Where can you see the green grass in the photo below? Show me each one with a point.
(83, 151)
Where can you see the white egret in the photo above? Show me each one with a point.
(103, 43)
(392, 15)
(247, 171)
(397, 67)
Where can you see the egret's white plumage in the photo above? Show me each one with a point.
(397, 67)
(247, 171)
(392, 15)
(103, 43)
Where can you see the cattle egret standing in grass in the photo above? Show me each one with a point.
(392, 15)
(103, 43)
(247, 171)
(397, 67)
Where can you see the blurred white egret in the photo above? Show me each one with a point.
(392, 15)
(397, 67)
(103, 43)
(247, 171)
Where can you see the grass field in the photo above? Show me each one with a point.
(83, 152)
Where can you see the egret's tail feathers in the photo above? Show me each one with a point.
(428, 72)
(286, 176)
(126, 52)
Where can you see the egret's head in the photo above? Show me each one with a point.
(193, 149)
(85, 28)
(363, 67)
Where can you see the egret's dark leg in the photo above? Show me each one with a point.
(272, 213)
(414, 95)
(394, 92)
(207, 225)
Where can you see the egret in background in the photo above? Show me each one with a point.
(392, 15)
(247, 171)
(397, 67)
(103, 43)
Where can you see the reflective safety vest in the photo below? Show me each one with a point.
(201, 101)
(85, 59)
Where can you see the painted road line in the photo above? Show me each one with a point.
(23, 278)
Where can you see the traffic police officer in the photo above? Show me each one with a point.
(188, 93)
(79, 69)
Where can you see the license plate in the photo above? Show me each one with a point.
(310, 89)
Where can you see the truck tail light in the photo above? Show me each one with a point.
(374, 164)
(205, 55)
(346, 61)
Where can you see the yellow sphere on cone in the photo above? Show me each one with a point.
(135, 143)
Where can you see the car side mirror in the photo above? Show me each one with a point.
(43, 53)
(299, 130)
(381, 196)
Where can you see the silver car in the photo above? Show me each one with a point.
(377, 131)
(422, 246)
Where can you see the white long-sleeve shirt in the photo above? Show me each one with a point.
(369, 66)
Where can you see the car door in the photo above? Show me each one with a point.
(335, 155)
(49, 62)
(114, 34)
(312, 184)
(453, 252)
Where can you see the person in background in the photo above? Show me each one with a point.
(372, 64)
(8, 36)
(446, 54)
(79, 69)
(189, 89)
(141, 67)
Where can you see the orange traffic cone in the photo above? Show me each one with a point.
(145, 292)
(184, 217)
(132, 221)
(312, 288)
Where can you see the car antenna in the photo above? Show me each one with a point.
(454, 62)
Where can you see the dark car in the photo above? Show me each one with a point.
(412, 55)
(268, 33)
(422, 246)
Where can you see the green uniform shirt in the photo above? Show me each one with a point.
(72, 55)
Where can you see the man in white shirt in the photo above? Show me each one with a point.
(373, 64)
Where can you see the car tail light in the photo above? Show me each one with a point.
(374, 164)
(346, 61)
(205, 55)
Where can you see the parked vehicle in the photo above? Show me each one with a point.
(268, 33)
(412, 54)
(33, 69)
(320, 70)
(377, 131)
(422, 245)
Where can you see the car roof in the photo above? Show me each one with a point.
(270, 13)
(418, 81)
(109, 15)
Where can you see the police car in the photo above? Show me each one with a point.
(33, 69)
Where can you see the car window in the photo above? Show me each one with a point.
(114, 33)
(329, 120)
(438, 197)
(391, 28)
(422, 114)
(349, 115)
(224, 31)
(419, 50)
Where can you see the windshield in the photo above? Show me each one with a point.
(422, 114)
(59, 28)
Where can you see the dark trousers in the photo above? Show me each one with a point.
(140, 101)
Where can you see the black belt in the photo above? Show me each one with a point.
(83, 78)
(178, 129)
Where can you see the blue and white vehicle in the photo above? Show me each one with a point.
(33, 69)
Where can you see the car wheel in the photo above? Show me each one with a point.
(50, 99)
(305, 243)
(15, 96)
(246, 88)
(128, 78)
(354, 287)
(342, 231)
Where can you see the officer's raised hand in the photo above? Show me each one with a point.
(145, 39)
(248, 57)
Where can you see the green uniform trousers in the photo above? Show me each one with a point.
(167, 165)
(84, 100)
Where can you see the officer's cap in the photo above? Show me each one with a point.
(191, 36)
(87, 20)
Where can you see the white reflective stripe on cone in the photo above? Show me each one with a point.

• **Assigned task**:
Set down the material above exactly, in full.

• **Answer to this exercise**:
Where can you see the green grass in the photo below? Show me each one with a point.
(83, 151)
Where can you see the white egret in the photo above? Show me each one with a point.
(103, 43)
(392, 15)
(247, 171)
(397, 67)
Where can you see the egret's white plumage in the photo above? Show me each one with a point.
(397, 67)
(247, 171)
(392, 15)
(103, 43)
Where can you see the cattle egret standing in grass in the photo above? Show me each one with a point.
(392, 15)
(103, 43)
(247, 171)
(397, 67)
Where can you see the blurred white egret in the photo above? Show me each one with a point.
(392, 15)
(397, 67)
(103, 43)
(247, 171)
Where can you see the grass field in the photo above? Show me each one with a point.
(83, 152)
Where can you see the egret's tail feathers in the photo above? Show me each one with a point.
(428, 72)
(286, 176)
(126, 52)
Where can you see the egret's head in the photo above? Show me each one with a point.
(193, 149)
(85, 28)
(363, 67)
Where can you see the egret's dark leg in the photo above? Show me each one with a point.
(272, 213)
(414, 95)
(394, 92)
(207, 225)
Where can you see the egret in background in the photo above? Show me each one with a point.
(392, 15)
(247, 171)
(397, 67)
(103, 43)
Where can you see the reflective safety vest in the photo below? Show me each one with a point.
(201, 101)
(85, 59)
Where can you see the painted road line in the photo above? Show me each one with a point.
(23, 278)
Where can you see the traffic police officer in the photo above? Show me each one with a point.
(188, 93)
(79, 69)
Where can you see the license plate in the photo above? Show me each one with a point.
(310, 89)
Where can you see the truck tail light in the photo above? Show me each one with a point.
(374, 164)
(205, 55)
(346, 61)
Where can you see the yellow sphere on cone in the photo above? Show me each one with a point.
(135, 143)
Where can you see the car side mirror in the photo above? Show me each one with a point.
(43, 53)
(299, 130)
(381, 196)
Where can you see the silver car in the photo above? Show me each one with a point.
(377, 131)
(422, 246)
Where can you see the white long-sleeve shirt in the photo above? Show me each one with a point.
(369, 66)
Where can you see the car door in the photo above? Show me each one with a point.
(335, 155)
(49, 62)
(114, 34)
(312, 184)
(453, 252)
Where can you see the person in background in the photo above? Show me each one with a point.
(372, 64)
(8, 36)
(446, 54)
(79, 69)
(189, 89)
(141, 67)
Where can you see the orange traffic cone in the photo above? Show me each one with a point.
(145, 292)
(184, 217)
(132, 221)
(312, 288)
Where can you see the car antenna in the photo above? Show me each one with a point.
(454, 62)
Where can you see the dark car in the photo above? Show me each one with a point.
(412, 55)
(268, 33)
(422, 246)
Where can you see the green uniform shirt in the photo above? Show me each one with a point.
(72, 55)
Where can you see the man in white shirt in the photo above? Show me each one with a point.
(373, 64)
Where can you see the car tail light in the photo above? Show me each one with a point.
(374, 164)
(346, 61)
(205, 55)
Where can you see the parked vehicle in the photo above? Show me each one with a point.
(268, 33)
(412, 54)
(33, 69)
(320, 70)
(377, 131)
(422, 245)
Where can you see the car roof in the photo above? Show me each one with a point.
(270, 13)
(418, 81)
(109, 15)
Where can you see the police car in the photo above? Show me each one with a point.
(33, 69)
Where can you see the car window in the photo above? Show me each one with a point.
(114, 33)
(329, 120)
(438, 197)
(391, 28)
(422, 114)
(349, 115)
(224, 31)
(419, 50)
Where can you see the windshield in the photo above? Show me each one with a point.
(422, 114)
(59, 28)
Where can you see the dark trousers in the photo above? Show me each one with a point.
(140, 101)
Where can you see the black belt in the photo above? Show me each one with a point.
(83, 78)
(178, 129)
Where can you see the blue and white vehicle in the photo above? Show me each one with a point.
(33, 69)
Where can you see the car wheel in the photo above? Show me each one with a point.
(50, 99)
(305, 243)
(15, 96)
(246, 88)
(128, 78)
(354, 287)
(342, 231)
Where can you see the officer's raised hand in the photo above? Show me each one with a point.
(145, 39)
(248, 57)
Where can you see the green uniform trousers in the photo above? Show me each one with a point.
(167, 165)
(84, 100)
Where can you see the officer's cap in the photo above? Show me each one with a point.
(191, 36)
(87, 20)
Where can you see the white reflective stripe on cone in the photo above? Show me each one with a point.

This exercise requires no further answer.